### EXERCISE PROMPT
A verbatim copy of all entries is the expected output.

### MATERIALS PROVIDED

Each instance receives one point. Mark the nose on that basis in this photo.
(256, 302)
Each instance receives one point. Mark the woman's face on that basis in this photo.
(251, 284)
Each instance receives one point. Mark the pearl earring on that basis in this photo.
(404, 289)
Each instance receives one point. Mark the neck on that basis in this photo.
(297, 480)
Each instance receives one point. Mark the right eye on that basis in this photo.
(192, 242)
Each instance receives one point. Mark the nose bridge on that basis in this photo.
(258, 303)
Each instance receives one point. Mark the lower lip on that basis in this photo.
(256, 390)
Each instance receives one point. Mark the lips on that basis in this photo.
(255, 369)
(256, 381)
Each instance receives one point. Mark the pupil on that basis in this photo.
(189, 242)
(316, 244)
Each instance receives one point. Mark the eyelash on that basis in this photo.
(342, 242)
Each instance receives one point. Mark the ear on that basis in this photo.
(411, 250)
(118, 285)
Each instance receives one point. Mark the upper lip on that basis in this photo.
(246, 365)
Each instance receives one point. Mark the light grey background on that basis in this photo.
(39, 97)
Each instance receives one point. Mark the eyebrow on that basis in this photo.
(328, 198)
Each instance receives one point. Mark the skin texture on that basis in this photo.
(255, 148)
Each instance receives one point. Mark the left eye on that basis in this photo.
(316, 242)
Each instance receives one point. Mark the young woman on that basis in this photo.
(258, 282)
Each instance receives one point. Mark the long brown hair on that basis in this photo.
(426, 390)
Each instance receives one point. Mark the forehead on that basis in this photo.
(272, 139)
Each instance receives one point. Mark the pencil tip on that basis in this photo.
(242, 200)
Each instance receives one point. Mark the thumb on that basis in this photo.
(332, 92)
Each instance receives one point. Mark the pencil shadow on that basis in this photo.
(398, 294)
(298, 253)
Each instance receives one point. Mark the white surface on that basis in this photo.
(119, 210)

### RESPONSE TO THIS EXERCISE
Each instance receives one point. Mark the nose on that basis in this photo.
(256, 302)
Each instance receives one point. Mark the woman's face on that basis in this photo.
(251, 284)
Each instance receives one point. Mark the pearl earring on that basis in this photo.
(404, 289)
Each instance receives one point. Mark the neck on that basis in this photo.
(297, 480)
Each instance receives one point. Mark the right eye on that basis in this photo.
(192, 242)
Each instance receives one point. Mark the nose bridge on that basis in this photo.
(258, 303)
Each instance receives one point. Mark the lower lip on that basis in this photo.
(256, 390)
Each instance receives one point. Mark the lips on that basis in this photo.
(255, 369)
(256, 381)
Each instance receives one point. Mark the pupil on that basis in this photo.
(189, 242)
(316, 244)
Each instance receives one point. Mark the eyelash on that basis in this photo.
(342, 242)
Each instance receives one point. Mark the ear on that basis in this photo.
(411, 250)
(118, 285)
Each instance receives one point. Mark the upper lip on that basis in this photo.
(246, 365)
Each instance receives one point. Mark the light grey background on that basis in this photo.
(39, 97)
Each instance receives one point. Mark the eyebrow on that basis in this photo.
(328, 198)
Each instance receives one point. Mark the skin texture on that basis in this photo.
(255, 148)
Each instance receives one point. Mark the left eye on that basis in this photo.
(316, 242)
Each instance receives one point. Mark the young woman on that basis in this photo.
(258, 282)
Each instance receives one point. Mark the long brown hair on that basis in this photo.
(426, 390)
Each instance receives one point. Mark the forehead on that basis in this photo.
(272, 139)
Each instance receives one point. Mark the pencil tip on that basis in this photo.
(242, 200)
Each instance receives one point. Mark the thumb on that basis in this photo.
(332, 92)
Each instance receives one point. Mark the pencil shadow on that basis in this photo.
(398, 294)
(298, 253)
Each instance receives one point. Mark the white surface on that basis in this photo.
(119, 210)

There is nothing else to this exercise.